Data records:

★ ★ ★

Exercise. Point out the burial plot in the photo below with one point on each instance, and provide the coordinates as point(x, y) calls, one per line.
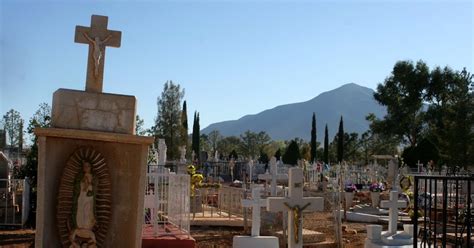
point(255, 240)
point(295, 204)
point(91, 165)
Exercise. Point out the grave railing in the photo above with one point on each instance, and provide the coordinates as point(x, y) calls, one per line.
point(167, 204)
point(14, 202)
point(443, 206)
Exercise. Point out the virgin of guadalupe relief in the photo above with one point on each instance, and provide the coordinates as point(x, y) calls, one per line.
point(84, 200)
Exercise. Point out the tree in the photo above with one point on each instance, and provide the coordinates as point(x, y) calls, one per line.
point(228, 144)
point(168, 120)
point(326, 146)
point(313, 138)
point(184, 125)
point(214, 137)
point(11, 122)
point(402, 94)
point(450, 114)
point(196, 137)
point(252, 143)
point(278, 154)
point(41, 118)
point(139, 123)
point(292, 153)
point(340, 142)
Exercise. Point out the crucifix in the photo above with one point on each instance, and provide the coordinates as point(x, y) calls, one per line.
point(256, 203)
point(273, 176)
point(295, 204)
point(393, 205)
point(98, 37)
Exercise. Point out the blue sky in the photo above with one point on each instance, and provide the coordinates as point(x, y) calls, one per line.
point(232, 57)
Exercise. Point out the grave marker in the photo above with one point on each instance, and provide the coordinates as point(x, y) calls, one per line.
point(295, 204)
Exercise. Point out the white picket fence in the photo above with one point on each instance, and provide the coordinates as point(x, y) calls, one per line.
point(14, 202)
point(166, 203)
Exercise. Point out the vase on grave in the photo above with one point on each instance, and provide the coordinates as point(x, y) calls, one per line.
point(375, 197)
point(324, 185)
point(196, 204)
point(349, 197)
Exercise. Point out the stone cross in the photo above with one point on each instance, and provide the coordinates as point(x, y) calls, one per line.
point(295, 204)
point(98, 37)
point(393, 205)
point(273, 176)
point(256, 203)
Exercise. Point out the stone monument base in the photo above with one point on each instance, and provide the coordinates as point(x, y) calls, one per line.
point(257, 241)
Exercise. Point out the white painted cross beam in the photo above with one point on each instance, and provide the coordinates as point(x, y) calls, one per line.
point(98, 37)
point(273, 176)
point(256, 203)
point(393, 205)
point(295, 204)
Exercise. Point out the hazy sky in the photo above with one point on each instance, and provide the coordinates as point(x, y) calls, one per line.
point(232, 57)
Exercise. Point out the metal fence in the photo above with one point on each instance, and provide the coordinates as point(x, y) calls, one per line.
point(166, 203)
point(14, 202)
point(444, 207)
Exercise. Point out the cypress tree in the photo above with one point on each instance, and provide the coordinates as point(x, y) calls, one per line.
point(340, 142)
point(326, 146)
point(196, 135)
point(184, 125)
point(313, 138)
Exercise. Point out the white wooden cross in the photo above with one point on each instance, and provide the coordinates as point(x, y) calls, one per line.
point(393, 205)
point(256, 203)
point(98, 37)
point(274, 176)
point(295, 204)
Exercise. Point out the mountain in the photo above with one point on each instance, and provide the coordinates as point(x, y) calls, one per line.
point(284, 122)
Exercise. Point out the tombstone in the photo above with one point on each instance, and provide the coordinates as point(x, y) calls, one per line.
point(273, 176)
point(391, 238)
point(4, 168)
point(255, 240)
point(91, 165)
point(162, 152)
point(392, 174)
point(295, 204)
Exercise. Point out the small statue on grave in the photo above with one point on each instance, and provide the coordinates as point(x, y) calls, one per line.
point(97, 53)
point(83, 210)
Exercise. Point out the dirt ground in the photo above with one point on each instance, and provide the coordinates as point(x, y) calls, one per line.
point(220, 237)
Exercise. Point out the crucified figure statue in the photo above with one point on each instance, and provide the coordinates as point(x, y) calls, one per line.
point(297, 211)
point(97, 54)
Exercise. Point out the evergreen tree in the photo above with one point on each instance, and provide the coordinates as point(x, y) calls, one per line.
point(11, 122)
point(313, 138)
point(184, 126)
point(278, 154)
point(196, 137)
point(340, 141)
point(292, 153)
point(326, 146)
point(168, 120)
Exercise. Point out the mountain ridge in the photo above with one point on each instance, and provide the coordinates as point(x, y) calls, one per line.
point(352, 101)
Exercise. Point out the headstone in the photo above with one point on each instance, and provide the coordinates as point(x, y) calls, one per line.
point(274, 176)
point(256, 203)
point(162, 152)
point(393, 205)
point(91, 165)
point(295, 204)
point(391, 238)
point(4, 168)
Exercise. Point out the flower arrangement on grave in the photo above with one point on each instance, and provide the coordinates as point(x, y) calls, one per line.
point(376, 187)
point(350, 188)
point(196, 179)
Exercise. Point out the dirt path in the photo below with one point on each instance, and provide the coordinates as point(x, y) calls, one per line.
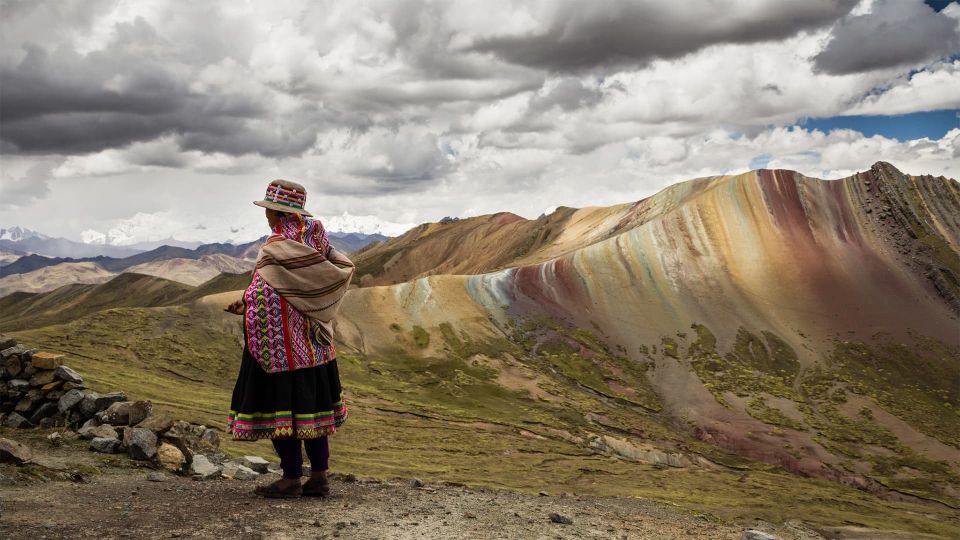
point(127, 505)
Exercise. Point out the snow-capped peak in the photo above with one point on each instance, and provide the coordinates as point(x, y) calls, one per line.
point(17, 234)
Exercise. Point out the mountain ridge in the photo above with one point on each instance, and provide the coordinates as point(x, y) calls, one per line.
point(766, 319)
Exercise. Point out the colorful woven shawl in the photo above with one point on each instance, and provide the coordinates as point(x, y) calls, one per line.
point(297, 287)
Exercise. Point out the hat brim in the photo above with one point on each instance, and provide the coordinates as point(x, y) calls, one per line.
point(282, 208)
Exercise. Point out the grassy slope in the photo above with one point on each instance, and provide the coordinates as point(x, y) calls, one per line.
point(18, 311)
point(449, 419)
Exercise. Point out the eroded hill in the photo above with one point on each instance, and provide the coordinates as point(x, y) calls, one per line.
point(765, 332)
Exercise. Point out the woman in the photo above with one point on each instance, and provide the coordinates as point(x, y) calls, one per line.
point(288, 389)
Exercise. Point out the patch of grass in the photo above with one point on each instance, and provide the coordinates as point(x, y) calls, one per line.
point(758, 408)
point(670, 347)
point(421, 338)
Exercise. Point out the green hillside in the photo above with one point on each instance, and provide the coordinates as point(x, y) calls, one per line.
point(23, 310)
point(497, 414)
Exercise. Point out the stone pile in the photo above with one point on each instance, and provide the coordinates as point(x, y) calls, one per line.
point(37, 390)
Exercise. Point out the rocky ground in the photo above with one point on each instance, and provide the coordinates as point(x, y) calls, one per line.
point(66, 491)
point(128, 505)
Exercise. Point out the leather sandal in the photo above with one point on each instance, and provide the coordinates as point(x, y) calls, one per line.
point(274, 491)
point(316, 488)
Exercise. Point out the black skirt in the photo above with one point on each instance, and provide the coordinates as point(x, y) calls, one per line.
point(304, 403)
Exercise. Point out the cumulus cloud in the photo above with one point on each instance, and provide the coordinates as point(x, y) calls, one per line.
point(21, 189)
point(411, 110)
point(928, 90)
point(576, 36)
point(894, 33)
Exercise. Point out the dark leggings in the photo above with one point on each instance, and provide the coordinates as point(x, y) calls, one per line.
point(291, 460)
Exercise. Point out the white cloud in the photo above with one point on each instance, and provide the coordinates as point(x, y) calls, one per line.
point(148, 119)
point(933, 89)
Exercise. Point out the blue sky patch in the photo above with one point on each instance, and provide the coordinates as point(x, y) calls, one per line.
point(903, 127)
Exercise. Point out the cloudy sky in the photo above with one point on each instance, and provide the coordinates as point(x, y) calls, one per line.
point(131, 121)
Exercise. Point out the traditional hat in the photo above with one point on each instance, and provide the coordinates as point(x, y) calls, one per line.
point(285, 196)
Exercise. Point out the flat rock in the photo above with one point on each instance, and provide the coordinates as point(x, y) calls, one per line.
point(155, 476)
point(45, 410)
point(141, 443)
point(124, 413)
point(255, 463)
point(14, 350)
point(211, 437)
point(201, 468)
point(66, 374)
point(56, 419)
point(6, 342)
point(46, 360)
point(189, 438)
point(14, 366)
point(103, 431)
point(28, 404)
point(13, 452)
point(70, 400)
point(170, 457)
point(245, 473)
point(55, 439)
point(158, 423)
point(105, 445)
point(753, 534)
point(42, 378)
point(93, 403)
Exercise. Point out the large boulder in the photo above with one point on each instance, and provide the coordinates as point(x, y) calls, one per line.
point(45, 410)
point(191, 439)
point(70, 400)
point(45, 360)
point(14, 452)
point(126, 413)
point(236, 471)
point(56, 419)
point(42, 378)
point(13, 350)
point(92, 432)
point(28, 404)
point(17, 420)
point(157, 423)
point(105, 445)
point(14, 366)
point(255, 463)
point(50, 387)
point(202, 469)
point(170, 457)
point(141, 443)
point(6, 342)
point(66, 374)
point(93, 403)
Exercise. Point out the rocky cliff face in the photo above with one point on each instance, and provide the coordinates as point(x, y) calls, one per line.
point(793, 320)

★ ★ ★

(EXERCISE REQUIREMENTS): Give the material between the lines holding "Exercise. Point out the flat" and "point(103, 431)", inclusive, as a two-column CSV with the headers text and answer. Use one row for each text and its answer, and put each value in a single quoted field with its line breaks turned into spaces.

(RESULT OF THE EXERCISE):
text,answer
"Exercise. Point out the flat rock in the photo above with one point on each instance, and provide the coordinates as point(x, y) calls, one per line.","point(155, 476) point(45, 410) point(141, 443) point(124, 413) point(255, 463) point(14, 350) point(211, 437) point(201, 468) point(66, 374) point(56, 419) point(6, 342) point(46, 360) point(189, 438) point(14, 366) point(103, 431)"